Problem set:
1. In the passage on Cassiopea andromeda, where in the jellyfish's body do the zooxanthellae live?
2. Which places does the passage on Cassiopea andromeda say this jellyfish usually lives in? List them all.
3. Pick up the passage on Cassiopea andromeda after its final sentence and write the next part.

Exercise passage:
====

Cassiopea andromeda is one of many cnidarian species called the upside-down jellyfish. It usually lives in intertidal sand or mudflats, shallow lagoons, and around mangroves. This jellyfish, often mistaken for a sea anemone, usually keeps its mouth facing upward. Its yellow-brown bell, which has white or pale streaks and spots, pulsates to run water through its arms for respiration and to gather food.

Alimentation and strategies
Cassiopea andromeda is carnivorous and eats small animals from the sea or just pieces of them after it paralyzes its prey with its mucus and nematocysts when they are released. This jellyfish also lives in a symbiotic relationship with photosynthetic dinoflagellate algae, the zooxanthellae, and with shrimps. The zooxanthellae live in the tissues of the ventral surface of its body and it is the responsible for the color of it. As the zooxanthellae gets food for the Cassiopea andromeda, in response, it gets the sunlight that is necessary for the photosynthetic dinoflagellate algae. Therefore, the shrimp has a different symbiotic relationship with this jellyfish. It lives in its tentacles and protects it by taking the parasites off. In exchange, the Cassiopea andromeda mainly offers protection to the shrimp from the environment. This symbiotic relationship is called mutualism, where both species benefit from their interactions.

====

Exercise data:
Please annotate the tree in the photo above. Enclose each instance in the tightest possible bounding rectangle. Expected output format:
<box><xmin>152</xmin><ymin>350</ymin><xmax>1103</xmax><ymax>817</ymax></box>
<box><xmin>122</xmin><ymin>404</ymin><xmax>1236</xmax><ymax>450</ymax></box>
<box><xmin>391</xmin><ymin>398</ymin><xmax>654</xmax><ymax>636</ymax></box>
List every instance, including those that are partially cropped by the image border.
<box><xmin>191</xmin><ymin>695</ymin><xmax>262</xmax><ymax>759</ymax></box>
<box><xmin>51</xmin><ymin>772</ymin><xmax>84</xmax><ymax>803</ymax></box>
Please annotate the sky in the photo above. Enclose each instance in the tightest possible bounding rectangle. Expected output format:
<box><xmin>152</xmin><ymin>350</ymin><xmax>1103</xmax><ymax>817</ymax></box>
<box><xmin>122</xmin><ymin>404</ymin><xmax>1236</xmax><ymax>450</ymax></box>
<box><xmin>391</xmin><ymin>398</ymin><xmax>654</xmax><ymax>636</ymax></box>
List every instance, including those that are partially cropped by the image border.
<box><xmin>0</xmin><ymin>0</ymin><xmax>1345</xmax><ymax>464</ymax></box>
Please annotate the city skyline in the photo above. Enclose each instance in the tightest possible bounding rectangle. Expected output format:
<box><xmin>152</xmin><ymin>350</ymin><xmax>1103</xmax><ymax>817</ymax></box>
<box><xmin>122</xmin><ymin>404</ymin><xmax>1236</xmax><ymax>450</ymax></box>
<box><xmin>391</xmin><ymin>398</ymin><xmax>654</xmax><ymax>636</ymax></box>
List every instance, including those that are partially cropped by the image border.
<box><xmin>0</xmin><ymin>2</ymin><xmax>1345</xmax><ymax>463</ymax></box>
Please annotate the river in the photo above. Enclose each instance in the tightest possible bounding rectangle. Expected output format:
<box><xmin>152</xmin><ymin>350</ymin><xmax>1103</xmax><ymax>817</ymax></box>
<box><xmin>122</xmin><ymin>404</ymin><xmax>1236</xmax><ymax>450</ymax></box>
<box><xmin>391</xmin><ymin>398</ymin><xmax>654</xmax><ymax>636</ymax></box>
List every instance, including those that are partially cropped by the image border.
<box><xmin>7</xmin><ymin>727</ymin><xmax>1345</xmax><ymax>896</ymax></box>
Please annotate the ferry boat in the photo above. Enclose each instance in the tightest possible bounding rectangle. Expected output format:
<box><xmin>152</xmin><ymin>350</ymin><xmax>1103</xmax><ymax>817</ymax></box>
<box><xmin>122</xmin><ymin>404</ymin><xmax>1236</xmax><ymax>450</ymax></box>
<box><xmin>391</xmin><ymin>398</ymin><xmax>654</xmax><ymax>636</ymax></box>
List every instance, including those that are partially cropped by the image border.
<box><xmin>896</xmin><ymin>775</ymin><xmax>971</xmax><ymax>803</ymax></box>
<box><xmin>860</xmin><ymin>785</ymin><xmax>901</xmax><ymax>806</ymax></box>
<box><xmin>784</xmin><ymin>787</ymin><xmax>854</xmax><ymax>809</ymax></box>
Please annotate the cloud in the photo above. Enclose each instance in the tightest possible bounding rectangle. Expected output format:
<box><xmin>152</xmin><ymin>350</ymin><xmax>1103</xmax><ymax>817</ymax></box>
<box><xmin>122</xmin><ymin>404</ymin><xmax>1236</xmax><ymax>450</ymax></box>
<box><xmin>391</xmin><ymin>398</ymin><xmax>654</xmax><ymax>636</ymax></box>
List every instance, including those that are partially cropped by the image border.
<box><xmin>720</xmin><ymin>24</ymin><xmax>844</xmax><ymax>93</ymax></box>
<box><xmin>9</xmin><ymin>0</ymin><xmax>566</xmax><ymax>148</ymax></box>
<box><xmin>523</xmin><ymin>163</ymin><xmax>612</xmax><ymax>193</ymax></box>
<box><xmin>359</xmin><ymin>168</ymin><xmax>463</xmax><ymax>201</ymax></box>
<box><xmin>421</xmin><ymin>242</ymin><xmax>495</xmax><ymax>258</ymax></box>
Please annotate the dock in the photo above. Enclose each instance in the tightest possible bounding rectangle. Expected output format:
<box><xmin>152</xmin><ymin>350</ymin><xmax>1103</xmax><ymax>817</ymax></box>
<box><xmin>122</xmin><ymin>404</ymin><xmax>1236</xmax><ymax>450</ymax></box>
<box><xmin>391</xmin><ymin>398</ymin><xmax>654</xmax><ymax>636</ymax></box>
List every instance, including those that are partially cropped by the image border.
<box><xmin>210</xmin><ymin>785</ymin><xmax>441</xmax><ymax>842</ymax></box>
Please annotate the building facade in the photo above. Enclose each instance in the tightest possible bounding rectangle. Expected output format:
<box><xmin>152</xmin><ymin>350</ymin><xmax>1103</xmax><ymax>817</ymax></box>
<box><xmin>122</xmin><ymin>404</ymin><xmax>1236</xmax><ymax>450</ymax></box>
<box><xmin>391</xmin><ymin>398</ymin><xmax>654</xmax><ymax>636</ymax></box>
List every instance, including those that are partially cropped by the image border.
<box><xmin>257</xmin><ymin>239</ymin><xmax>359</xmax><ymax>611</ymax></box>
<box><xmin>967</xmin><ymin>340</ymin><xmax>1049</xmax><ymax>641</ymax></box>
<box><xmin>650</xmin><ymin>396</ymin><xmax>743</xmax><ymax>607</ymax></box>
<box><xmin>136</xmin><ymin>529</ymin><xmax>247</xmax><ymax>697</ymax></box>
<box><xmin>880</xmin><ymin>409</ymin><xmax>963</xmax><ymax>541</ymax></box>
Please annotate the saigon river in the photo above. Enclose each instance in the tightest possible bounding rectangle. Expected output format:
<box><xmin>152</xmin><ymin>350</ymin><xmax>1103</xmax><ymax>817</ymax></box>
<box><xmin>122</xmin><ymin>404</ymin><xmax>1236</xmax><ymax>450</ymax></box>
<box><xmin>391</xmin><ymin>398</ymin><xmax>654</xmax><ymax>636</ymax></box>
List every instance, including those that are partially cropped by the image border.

====

Answers to each task:
1. They live in the tissues of the ventral surface of its body.

2.
- Intertidal sand or mudflats
- Shallow lagoons
- Around mangroves

3.
Reproduction
As a cnidarian, this jellyfish has an asexual and sexual reproduction. It reproduces by budding when it is in a polyp form. When it is in a medusa form, it reproduces sexually. The medusa female produces the eggs and keeps them. As the male produces the sperm and releases them in the water, the female uses its tentacles to bring the sperm to fertilize its eggs.

Size
This jellyfish can measure a maximum of 30.0 cm wide.

Interactions with humans
The species can deliver a painful sting. Symptoms include mild pain, rash, and swelling.

External links
Cassiopea andromeda, Introduced Marine Species of Hawaii Guidebook
Cassiopea andromeda (Upside-Down Jellyfish)
Bud formation and metamorphosis inCassiopea andromeda (Cnidaria: Scyphozoa): A developmental and ultrastructural study
WoRMS - World Register of Marine Species - Cassiopea andromeda (Forskål, 1775)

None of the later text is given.